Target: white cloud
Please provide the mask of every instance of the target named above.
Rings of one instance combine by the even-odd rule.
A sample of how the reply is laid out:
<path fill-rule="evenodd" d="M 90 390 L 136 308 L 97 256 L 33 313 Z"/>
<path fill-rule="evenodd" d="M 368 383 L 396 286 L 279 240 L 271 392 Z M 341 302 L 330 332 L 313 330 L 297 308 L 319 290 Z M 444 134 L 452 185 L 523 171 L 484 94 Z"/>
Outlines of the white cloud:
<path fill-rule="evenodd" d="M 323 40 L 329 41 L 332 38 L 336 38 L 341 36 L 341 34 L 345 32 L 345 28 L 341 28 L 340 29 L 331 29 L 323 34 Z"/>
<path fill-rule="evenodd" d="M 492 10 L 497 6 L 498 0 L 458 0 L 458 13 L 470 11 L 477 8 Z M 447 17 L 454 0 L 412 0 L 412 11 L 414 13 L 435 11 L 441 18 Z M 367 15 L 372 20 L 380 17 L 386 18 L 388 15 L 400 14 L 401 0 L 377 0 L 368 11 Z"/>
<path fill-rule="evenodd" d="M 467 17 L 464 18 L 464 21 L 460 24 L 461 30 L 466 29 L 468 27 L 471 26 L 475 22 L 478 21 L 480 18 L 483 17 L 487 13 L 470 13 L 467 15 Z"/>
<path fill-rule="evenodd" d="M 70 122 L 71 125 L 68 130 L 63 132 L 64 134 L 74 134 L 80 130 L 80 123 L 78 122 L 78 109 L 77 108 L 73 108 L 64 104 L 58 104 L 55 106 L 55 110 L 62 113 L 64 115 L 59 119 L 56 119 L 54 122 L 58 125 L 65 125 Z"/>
○ ○ ○ ○
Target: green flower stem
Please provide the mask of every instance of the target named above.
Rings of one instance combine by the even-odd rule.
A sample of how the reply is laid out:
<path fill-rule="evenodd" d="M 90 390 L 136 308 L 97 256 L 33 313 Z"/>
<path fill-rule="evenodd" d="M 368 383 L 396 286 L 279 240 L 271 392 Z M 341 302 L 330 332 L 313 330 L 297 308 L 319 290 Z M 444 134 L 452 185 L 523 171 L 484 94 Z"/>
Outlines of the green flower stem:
○ ○ ○ ○
- Short exercise: Rewrite the listing from the line containing "Target: white cloud" through the line containing "467 17 L 464", changing "white cloud" to "gray cloud" and leaving everything else the same.

- Final result:
Target: gray cloud
Please provide the mask of every instance of the target named above.
Rings of one instance combine by the even-odd rule.
A sample of how the reply is laid out:
<path fill-rule="evenodd" d="M 90 390 L 136 308 L 97 256 L 33 313 Z"/>
<path fill-rule="evenodd" d="M 368 383 L 396 286 L 279 240 L 271 392 Z M 341 302 L 330 332 L 313 330 L 297 308 L 319 290 Z M 444 134 L 452 185 L 523 171 L 484 94 Z"/>
Outlines of the gray cloud:
<path fill-rule="evenodd" d="M 323 40 L 329 41 L 332 38 L 336 38 L 341 36 L 341 34 L 345 32 L 345 28 L 341 28 L 340 29 L 331 29 L 323 34 Z"/>
<path fill-rule="evenodd" d="M 492 10 L 497 6 L 498 0 L 458 0 L 458 13 L 470 11 L 477 8 Z M 447 17 L 454 0 L 412 0 L 412 11 L 414 13 L 435 11 L 441 18 Z M 367 15 L 372 20 L 380 17 L 386 18 L 388 15 L 400 14 L 401 0 L 377 0 L 368 11 Z"/>
<path fill-rule="evenodd" d="M 467 17 L 464 18 L 464 21 L 460 24 L 461 30 L 466 29 L 468 27 L 471 26 L 475 22 L 478 21 L 480 18 L 483 17 L 487 13 L 470 13 L 467 15 Z"/>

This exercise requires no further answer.